What is expected:
The line containing "Target: wooden plank floor" and every line after it, through the end of the records below: repeat them exactly, nothing more.
*** Block opens ***
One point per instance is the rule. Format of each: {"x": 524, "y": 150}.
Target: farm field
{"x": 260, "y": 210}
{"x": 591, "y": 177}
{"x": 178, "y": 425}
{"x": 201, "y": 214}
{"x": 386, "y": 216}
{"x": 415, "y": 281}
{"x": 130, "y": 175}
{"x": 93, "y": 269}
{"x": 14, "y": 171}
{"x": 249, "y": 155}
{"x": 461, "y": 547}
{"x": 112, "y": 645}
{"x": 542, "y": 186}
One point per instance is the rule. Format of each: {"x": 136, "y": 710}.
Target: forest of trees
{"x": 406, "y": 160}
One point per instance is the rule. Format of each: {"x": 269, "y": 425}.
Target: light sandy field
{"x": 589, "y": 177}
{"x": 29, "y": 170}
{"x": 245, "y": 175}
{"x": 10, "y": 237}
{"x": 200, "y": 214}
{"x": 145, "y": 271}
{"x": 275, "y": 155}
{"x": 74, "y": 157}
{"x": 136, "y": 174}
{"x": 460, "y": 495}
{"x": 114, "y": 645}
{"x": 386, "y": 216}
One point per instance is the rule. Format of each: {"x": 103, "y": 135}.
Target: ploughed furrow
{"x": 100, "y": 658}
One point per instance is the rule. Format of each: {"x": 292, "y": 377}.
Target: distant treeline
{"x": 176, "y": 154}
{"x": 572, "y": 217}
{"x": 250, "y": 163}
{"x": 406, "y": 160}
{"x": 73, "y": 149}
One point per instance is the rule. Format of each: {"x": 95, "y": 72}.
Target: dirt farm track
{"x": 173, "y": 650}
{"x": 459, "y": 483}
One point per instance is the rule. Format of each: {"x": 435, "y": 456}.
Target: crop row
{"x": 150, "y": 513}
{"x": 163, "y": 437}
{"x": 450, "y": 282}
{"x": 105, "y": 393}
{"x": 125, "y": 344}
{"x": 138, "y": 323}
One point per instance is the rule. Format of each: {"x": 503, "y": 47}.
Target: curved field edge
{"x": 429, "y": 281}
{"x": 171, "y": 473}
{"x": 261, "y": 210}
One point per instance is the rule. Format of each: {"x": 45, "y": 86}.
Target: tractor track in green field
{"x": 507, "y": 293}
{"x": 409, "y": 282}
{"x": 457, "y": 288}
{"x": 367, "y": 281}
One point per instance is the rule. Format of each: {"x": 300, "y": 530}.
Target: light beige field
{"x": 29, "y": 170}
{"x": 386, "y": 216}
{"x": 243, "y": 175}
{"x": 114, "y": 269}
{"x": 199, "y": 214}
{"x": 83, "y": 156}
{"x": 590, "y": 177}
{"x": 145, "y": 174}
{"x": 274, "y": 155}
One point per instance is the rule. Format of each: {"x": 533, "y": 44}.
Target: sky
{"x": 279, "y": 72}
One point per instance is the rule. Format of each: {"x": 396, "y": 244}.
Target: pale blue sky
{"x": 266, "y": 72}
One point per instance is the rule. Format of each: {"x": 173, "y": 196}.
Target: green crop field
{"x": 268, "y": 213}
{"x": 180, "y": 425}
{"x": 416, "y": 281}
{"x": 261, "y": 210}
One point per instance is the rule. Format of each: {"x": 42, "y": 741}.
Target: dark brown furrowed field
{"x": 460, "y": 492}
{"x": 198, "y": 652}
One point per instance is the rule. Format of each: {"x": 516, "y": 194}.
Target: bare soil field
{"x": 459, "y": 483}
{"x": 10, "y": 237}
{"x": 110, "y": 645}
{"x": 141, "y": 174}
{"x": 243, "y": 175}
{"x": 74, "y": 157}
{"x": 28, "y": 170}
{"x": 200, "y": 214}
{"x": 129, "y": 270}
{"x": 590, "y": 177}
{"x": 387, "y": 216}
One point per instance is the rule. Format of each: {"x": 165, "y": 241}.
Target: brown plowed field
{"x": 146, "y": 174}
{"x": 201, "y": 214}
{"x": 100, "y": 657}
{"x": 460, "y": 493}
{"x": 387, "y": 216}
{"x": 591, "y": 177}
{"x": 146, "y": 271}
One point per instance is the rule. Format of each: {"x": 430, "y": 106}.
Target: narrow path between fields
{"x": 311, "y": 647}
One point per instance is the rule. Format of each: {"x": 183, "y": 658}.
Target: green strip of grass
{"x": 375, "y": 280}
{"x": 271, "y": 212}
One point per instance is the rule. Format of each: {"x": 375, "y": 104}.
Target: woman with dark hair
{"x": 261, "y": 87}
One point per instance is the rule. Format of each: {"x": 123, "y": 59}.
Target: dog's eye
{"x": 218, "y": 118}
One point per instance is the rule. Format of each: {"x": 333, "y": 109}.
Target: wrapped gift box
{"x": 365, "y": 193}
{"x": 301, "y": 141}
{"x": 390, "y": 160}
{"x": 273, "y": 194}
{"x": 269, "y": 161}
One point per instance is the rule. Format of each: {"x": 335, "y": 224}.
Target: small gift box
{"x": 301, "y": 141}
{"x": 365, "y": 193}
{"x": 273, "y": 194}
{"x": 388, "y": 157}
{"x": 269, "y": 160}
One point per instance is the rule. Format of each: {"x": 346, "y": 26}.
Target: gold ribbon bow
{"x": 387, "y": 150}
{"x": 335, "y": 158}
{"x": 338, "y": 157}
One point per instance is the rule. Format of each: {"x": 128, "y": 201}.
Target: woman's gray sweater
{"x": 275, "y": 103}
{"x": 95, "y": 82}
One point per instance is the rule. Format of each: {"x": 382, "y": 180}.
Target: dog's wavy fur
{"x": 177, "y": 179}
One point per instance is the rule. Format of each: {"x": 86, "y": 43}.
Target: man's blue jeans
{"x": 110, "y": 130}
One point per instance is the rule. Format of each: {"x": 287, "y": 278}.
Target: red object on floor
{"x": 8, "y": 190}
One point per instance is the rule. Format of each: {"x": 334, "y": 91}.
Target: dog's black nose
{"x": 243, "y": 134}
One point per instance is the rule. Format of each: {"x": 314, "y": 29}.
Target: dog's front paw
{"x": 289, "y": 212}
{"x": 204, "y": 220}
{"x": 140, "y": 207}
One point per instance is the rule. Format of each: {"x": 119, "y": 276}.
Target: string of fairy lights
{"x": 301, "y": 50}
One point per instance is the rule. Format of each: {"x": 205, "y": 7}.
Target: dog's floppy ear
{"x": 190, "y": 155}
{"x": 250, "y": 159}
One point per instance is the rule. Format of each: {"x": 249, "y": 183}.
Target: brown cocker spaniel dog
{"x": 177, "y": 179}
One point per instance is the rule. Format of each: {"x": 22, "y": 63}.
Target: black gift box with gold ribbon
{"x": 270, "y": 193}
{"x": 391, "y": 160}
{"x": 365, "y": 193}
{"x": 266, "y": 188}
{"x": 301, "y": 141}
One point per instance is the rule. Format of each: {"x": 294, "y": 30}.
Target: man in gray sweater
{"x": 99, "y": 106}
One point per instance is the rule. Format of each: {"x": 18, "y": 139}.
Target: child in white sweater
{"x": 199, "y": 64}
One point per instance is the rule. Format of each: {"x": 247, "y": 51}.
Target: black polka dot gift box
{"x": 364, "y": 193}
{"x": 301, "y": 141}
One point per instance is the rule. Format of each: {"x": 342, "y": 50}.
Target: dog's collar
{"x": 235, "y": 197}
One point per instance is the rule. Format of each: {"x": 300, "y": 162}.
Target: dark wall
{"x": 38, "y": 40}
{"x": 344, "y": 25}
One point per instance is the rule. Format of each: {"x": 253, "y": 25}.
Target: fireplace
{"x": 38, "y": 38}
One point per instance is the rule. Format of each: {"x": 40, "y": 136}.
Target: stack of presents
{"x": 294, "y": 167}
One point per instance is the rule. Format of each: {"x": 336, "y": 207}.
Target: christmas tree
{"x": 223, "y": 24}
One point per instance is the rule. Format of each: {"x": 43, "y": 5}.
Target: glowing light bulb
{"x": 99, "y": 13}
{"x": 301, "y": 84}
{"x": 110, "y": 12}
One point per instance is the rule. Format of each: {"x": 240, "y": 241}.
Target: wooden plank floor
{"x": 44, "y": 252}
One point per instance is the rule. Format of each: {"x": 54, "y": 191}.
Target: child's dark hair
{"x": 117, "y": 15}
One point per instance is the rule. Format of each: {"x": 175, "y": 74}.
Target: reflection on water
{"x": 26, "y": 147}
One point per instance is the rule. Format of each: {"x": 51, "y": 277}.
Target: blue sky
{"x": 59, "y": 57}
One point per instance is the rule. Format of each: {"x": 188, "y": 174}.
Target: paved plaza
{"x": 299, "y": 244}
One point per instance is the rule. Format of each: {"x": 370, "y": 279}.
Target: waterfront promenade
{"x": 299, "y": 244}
*** Block closes ***
Worked solution:
Target: wooden plank floor
{"x": 44, "y": 252}
One point per instance is the rule. Format of each: {"x": 54, "y": 191}.
Target: child's dark hair
{"x": 117, "y": 15}
One point per instance is the rule. Format of each: {"x": 175, "y": 74}.
Target: reflection on water
{"x": 26, "y": 147}
One point per instance is the rule. Format of each: {"x": 51, "y": 277}.
Target: blue sky
{"x": 59, "y": 57}
One point per instance is the rule. Format of each: {"x": 188, "y": 174}.
Target: paved plaza
{"x": 299, "y": 244}
One point per instance is the rule. Format of each: {"x": 370, "y": 279}.
Target: waterfront promenade
{"x": 299, "y": 244}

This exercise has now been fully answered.